Rewrite the entries between the line holding "Pretty please, detect the white placard" and the line holding "[0,94,500,281]", inclusive, replacing "supply" with "provide" and leaving everything else unchanged.

[Stored data entries]
_ _ _ _ _ _ _

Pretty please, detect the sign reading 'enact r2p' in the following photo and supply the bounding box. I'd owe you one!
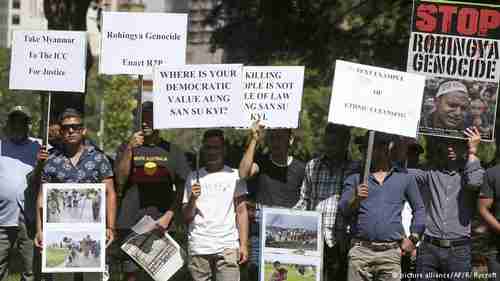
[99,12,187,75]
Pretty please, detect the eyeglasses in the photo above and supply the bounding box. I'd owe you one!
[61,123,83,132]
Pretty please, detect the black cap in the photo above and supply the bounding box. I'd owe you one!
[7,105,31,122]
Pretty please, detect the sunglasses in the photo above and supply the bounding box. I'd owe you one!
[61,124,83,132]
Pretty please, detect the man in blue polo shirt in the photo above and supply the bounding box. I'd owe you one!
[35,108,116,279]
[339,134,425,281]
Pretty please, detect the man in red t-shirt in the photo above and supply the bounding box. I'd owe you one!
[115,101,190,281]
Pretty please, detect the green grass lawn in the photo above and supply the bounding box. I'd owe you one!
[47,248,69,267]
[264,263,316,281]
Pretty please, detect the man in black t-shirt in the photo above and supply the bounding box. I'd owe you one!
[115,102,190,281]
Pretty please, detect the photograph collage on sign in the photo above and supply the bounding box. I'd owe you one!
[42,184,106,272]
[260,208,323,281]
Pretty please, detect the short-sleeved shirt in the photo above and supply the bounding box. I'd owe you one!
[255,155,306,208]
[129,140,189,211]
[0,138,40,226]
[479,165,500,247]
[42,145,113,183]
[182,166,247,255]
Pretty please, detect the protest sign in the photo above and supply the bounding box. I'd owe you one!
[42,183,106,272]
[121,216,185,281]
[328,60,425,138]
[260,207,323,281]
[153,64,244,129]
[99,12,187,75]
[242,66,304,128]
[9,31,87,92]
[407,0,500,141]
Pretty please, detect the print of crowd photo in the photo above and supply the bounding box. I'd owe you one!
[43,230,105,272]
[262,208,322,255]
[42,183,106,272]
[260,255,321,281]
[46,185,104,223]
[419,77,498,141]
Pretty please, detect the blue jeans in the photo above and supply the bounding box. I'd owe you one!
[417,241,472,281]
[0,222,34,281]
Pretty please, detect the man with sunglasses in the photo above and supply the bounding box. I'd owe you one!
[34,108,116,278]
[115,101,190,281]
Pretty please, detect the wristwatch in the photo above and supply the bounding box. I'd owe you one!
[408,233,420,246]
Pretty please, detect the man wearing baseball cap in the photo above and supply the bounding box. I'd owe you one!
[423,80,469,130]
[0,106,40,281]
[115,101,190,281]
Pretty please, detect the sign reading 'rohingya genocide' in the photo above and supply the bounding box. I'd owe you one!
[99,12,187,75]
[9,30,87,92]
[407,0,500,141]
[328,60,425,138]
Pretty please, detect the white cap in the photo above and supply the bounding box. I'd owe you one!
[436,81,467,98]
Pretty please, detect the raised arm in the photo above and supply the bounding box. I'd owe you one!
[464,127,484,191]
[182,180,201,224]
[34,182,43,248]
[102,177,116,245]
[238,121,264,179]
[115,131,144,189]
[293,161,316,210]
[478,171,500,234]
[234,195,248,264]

_ _ _ _ _ _ _

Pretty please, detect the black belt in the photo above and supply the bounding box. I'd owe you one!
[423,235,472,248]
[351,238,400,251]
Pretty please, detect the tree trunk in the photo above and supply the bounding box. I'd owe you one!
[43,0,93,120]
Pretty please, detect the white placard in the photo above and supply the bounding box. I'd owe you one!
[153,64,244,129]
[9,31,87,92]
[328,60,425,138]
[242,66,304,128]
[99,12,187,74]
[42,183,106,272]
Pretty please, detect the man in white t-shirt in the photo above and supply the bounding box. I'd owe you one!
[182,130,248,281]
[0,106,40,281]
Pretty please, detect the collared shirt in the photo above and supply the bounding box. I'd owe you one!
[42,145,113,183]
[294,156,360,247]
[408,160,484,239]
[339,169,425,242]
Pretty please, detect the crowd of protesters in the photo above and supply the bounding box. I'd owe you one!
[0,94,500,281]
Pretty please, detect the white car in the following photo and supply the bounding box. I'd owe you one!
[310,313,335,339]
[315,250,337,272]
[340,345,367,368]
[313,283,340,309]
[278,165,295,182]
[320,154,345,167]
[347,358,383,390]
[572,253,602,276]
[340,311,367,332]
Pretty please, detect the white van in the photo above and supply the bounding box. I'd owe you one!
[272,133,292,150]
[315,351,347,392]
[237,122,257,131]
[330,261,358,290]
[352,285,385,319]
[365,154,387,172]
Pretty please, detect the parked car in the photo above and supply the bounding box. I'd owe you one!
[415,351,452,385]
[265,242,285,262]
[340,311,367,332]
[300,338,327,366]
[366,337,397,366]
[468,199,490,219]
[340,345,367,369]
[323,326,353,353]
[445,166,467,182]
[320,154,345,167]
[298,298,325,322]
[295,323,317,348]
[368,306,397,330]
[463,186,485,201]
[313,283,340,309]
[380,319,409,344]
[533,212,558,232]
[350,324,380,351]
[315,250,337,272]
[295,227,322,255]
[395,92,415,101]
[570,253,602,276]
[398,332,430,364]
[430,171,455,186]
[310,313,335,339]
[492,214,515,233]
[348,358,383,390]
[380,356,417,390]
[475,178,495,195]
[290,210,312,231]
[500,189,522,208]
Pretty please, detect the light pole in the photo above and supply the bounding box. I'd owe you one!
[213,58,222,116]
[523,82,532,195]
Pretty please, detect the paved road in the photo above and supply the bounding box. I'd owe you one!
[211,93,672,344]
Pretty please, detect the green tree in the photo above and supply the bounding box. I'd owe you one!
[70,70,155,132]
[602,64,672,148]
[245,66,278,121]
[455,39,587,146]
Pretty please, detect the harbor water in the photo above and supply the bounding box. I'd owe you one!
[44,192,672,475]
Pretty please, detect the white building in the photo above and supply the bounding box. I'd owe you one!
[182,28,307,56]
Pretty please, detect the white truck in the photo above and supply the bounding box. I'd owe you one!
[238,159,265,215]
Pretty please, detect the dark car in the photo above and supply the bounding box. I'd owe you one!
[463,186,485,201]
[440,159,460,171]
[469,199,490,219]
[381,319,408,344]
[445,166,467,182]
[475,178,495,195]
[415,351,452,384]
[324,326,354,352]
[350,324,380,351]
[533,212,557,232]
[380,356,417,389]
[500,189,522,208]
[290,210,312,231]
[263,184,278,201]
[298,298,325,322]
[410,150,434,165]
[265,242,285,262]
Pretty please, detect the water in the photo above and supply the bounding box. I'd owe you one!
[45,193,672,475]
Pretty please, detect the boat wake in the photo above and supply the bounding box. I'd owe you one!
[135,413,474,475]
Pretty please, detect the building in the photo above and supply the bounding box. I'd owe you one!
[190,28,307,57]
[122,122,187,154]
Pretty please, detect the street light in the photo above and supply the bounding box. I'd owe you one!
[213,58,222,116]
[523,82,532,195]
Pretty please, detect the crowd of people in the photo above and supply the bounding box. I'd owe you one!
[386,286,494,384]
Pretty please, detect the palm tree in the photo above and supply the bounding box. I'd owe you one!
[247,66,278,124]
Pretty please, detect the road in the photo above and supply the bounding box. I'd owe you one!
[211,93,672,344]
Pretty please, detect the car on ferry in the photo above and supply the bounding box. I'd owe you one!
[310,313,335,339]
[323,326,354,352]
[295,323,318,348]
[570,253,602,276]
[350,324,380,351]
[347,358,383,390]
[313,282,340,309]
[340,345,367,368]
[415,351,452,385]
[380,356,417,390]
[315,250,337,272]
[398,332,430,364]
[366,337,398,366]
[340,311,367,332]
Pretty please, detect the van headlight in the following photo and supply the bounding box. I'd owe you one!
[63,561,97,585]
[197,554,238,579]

_ _ _ _ _ _ _

◆ **Output of the task**:
Pretty please, detect the white placard in the photo above and provide the bounding box. I'd owe you one!
[153,64,244,129]
[9,31,87,92]
[328,60,425,138]
[242,66,304,128]
[99,12,187,74]
[42,183,106,272]
Pretty please, detect the man in white t-shirt in the photo above and provide the bounding box. I'd owe you one!
[182,130,248,281]
[0,106,40,281]
Pretty please, detect the collared shirt in the photo above and provide the bounding box. I'd owe you one!
[42,145,113,183]
[294,156,360,247]
[408,160,484,239]
[339,169,425,242]
Pretty please, detect the crowd of protesters in the photo above and provide the bounding box. I'd owe you one!
[0,94,500,281]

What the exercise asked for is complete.